Gay Tarot - 2 of Cups


Just quoting what I already posted in the first thread:
telcontar said:

I wanted to introduce another card in the discussion. As the Lovers already turned up, the 2 of Cups of the Gay Tarot is very interesting, too, I think. As so many cards of this deck...

A man in the clothes of an bushido-student is standing in font of a mirror and tentatively reaches out for his reflection. What strikes me is his shadow: it doesn't behave like normal shadows, having the shape of the whole person that casts it but is only half- reaching from the man's toes to the mirror and the same thing on the other side of the mirror. Where is the head of the shadow? Do the two shadows merge where am and reflection cannot? And what does this mean? It has some lunar quality about, too, I think :)

But the symbolism of the picture is enough to discuss even if you leave the shadow aside. Two persons of the RWS have become one person and his reflection. That makes it a card of loving yourself, I think, and of the perfect lover being a good mirror and matching you. The old thesis that homosexuality derives from narcissm comes to my mind, too, but I hope that's obsolete by now. - Beware, there are still Freudians out there :joke:

As the whole deck is about accepting your feelings and respecting them and the feelings of others, my preferred interpretation would be reaching out for your own love. Taking responsibilty for your own actions nad care for yourself- in spite of your darker sides.

That's my interpretation, looking forward to read yours! :)

The card brought one of my favourite songs to my mind and I'm still startled how well it fits; it's "The Man in the Mirror" from a german band called "The Seer":

Man in the mirror

All the nights without end
all the days without a start
Weird hours that last eternities
All the one way streets
that lead to their beginning
to bring the same old stories back

The man in the mirror whispers my name
for your life no one else will
no one else will
The man in the mirror whispers my name
for your life no one else will
no one else will take the blame

We will jump over hills
we will break down the barriers
I'll take you on a long long ride
I'm the one you can count on
I'm the day and the night
I'll be with you on the other side

- I think that's a great song about making friends with yourself. Though the feeling of being captured that it carries is more like the RW-version *thinking* Well, maybe it is a little in this one, too. Looking in a mirror has something narrow about it, too, I think.

Extracted records:

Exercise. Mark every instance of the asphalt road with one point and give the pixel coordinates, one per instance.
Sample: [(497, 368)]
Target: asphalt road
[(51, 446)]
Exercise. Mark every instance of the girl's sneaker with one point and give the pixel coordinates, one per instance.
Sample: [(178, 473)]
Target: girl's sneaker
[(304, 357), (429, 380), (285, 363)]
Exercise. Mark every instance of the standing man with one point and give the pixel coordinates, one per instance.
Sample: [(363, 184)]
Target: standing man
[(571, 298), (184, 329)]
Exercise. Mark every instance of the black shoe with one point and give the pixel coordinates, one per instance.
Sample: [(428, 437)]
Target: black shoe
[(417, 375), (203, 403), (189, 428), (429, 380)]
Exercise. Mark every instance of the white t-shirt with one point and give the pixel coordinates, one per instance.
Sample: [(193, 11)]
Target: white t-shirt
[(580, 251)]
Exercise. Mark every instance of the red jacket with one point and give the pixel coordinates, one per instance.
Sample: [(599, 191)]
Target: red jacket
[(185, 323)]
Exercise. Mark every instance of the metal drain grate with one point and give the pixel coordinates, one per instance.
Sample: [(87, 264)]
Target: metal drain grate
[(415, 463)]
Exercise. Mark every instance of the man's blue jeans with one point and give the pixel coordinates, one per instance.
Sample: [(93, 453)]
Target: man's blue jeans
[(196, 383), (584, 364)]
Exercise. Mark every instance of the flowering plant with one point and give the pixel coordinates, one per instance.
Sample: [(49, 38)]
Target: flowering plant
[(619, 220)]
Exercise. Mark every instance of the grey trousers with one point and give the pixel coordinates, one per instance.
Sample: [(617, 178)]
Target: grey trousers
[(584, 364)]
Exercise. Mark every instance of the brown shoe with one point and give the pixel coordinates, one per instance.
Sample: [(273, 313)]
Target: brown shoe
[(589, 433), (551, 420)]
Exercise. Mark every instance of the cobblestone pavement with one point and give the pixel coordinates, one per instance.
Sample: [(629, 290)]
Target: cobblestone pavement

- [WHAT YOU HAVE TO DO]:
Resume the forum post on the Gay Tarot's 2 of Cups, continuing after its final sentence.

- [ANSWER FOR THE TASK]:
Just wanted to pop in and say that self-examination is certainly more emphasized in the card rather than relationship with others. Or, as telcontar says, relationship with oneself.

Since I tried to make the numbered minors relate to their correspondingly-numbered majors, all the 2 cards will relate to their major card, which is The Intuitive (High Priestess in other decks), so that's one reason why the card focuses on self-relationship rather than relationship with others. Also, although I didn't realize this at the time, I was probably unconciously influenced by the 2 of Worlds in the Voyager deck, which is titled "Reflection."

Of course, other things might be seen in the card as well. For example, he might be practicing a presentation in the mirror.

-- Lee


2 of Cups

The more I read, the more I can't wait for this deck! I am generally rather conservative in terms of my tarot interpretations; I'm very attached to the RWS standard. But the variations I have been seeing so far in this deck seem to be the kind that deepen rather than fundamentally change the traditional meanings I am familiar with.

:T2C I love this idea of a man looking at his reflection in the mirror for the 2 of cups. And frankly, I think it would be silly to deny that there is quite a bit of narcissism involved in being gay, Freud or no Freud. I mean, gay culture in America seems to foster narcissism to a great extent (actually, just about all culture in America does that). Yet at the same time, there is quite a bit of self-hatred as well. I think narcissism covers both extremes of self-love and self-hate. I think of it as mainly a preoccupation with oneself rather than the original sense of being in love with oneself (as the mythological Narcissus). A person who thinks he is the ugliest person in the whole world is just as narcissistic as one who thinks he's gods' gift.

It's somehow ironic that the mirror is most often used as a metaphor for seeing aspects of oneself that exist below the surface (because it allows you to see yourself from an angle that is otherwise physically impossible), when in actual fact a mirror can only reflect what's visible and external, and to me it actually accentuates and emphasizes the physical surface of things rather than their "true nature." "Beauty is only skin deep." Loving yourself can be *because of* what you see in a mirror or *in spite of* what you see in a mirror.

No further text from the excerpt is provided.